#### What needs to be done:
All records below must be retyped exactly.

::::

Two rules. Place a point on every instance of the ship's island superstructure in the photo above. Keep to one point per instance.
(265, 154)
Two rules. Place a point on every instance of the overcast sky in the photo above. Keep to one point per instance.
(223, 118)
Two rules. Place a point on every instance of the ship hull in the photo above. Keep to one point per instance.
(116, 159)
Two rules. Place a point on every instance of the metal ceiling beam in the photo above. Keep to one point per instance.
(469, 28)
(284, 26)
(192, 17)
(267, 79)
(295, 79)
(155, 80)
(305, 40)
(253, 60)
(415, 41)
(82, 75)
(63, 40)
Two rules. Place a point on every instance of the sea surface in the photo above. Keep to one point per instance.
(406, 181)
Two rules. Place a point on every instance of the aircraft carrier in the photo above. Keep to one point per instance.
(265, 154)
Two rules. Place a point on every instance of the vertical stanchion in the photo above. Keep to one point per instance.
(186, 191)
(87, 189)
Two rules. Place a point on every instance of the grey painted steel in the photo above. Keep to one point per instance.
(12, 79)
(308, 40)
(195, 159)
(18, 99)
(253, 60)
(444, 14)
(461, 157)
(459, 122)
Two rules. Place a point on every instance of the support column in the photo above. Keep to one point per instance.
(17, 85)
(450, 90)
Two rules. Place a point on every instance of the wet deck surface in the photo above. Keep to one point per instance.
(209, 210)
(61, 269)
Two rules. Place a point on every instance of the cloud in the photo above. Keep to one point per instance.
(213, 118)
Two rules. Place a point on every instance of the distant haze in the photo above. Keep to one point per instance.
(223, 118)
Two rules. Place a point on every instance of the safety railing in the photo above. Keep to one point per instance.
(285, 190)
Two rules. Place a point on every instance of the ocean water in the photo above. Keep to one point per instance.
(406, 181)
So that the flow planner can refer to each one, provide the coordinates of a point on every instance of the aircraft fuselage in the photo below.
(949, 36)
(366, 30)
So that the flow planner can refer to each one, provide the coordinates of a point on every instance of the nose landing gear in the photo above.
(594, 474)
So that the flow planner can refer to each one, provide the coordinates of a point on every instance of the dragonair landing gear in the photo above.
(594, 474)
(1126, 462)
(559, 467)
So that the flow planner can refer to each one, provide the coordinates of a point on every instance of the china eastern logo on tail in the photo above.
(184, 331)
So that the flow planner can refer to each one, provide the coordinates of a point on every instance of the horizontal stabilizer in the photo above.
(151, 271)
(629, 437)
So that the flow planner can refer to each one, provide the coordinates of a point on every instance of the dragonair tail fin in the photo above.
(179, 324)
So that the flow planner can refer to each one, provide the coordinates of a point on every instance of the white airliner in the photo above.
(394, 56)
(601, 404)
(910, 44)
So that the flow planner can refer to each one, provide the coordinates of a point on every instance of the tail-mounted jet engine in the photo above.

::::

#### Output of the task:
Two rules. Place a point on every instance of the ship's island superstructure in the photo above. Keep to one point per instance.
(265, 154)
Two rules. Place a point on every instance of the overcast sky in the photo above. Keep to one point per instance.
(223, 118)
Two rules. Place a point on every instance of the ship hull in the photo above. Keep to one point per instance.
(116, 159)
Two rules. Place a point on every instance of the metal ceiling beam in the photo above. Keep to one point per instance.
(469, 28)
(284, 26)
(192, 17)
(267, 79)
(295, 79)
(155, 80)
(305, 40)
(253, 60)
(415, 41)
(82, 75)
(63, 40)
Two rules. Place a point on every instance of the sea surface in the photo above. Keep to one point per instance.
(406, 181)
Two rules. Place a point on every instance of the aircraft carrier in the photo above. Keep to one point per instance.
(265, 154)
Two rules. Place a point on every instance of the vertical stanchion in the photo above. Keep to one point per instance.
(186, 191)
(87, 189)
Two rules. Place a point on every instance of the grey painted steel in the photo above. Keep to one point per instance.
(12, 79)
(308, 40)
(195, 159)
(18, 99)
(253, 60)
(444, 14)
(461, 157)
(459, 122)
Two rules. Place a point on every instance of the support column in the photo above. Keep to one point per instance.
(17, 85)
(450, 90)
Two rules. Place a point on every instance of the wet deck surface in the photo above. Keep to one point per instance.
(209, 210)
(61, 269)
Two rules. Place a point on every instance of the cloud in the photo above. Keep to one point per instance.
(213, 118)
Two rules. Place a point on every instance of the distant haze in the photo above. Keep to one point per instance.
(223, 118)
Two rules. Place a point on every instance of the safety railing in the photo above. Keep to one point per instance.
(285, 190)
Two rules. Place a point on every instance of the ocean water in the photo above. Keep to one point per instance.
(406, 181)
So that the flow planner can refer to each one, provide the coordinates of a point on every instance of the aircraft fuselage in the photo below.
(949, 36)
(366, 30)
So that the flow planner can refer to each one, provide the coordinates of a point on every instance of the nose landing gear in the photo above.
(594, 474)
So that the flow planner can refer to each one, provide the coordinates of a point on every instance of the dragonair landing gear in the photo above.
(594, 474)
(1126, 462)
(559, 467)
So that the flow planner can refer to each one, provide the coordinates of a point on every instance of the china eastern logo on tail in the photo above.
(184, 331)
So that the flow planner can refer to each one, provide the coordinates of a point on every instance of the horizontal stabilizer in the photo above.
(151, 271)
(629, 437)
So that the flow planner can refer to each one, provide the coordinates of a point on every instance of the dragonair tail fin in the photo above.
(179, 324)
So that the flow planner can refer to each one, provide the coordinates of a point on every instance of the white airliner in the photo above.
(394, 56)
(601, 404)
(910, 44)
So that the flow planner can refer to each one, provide the coordinates of a point on every instance of the tail-mounted jet engine in the photo above.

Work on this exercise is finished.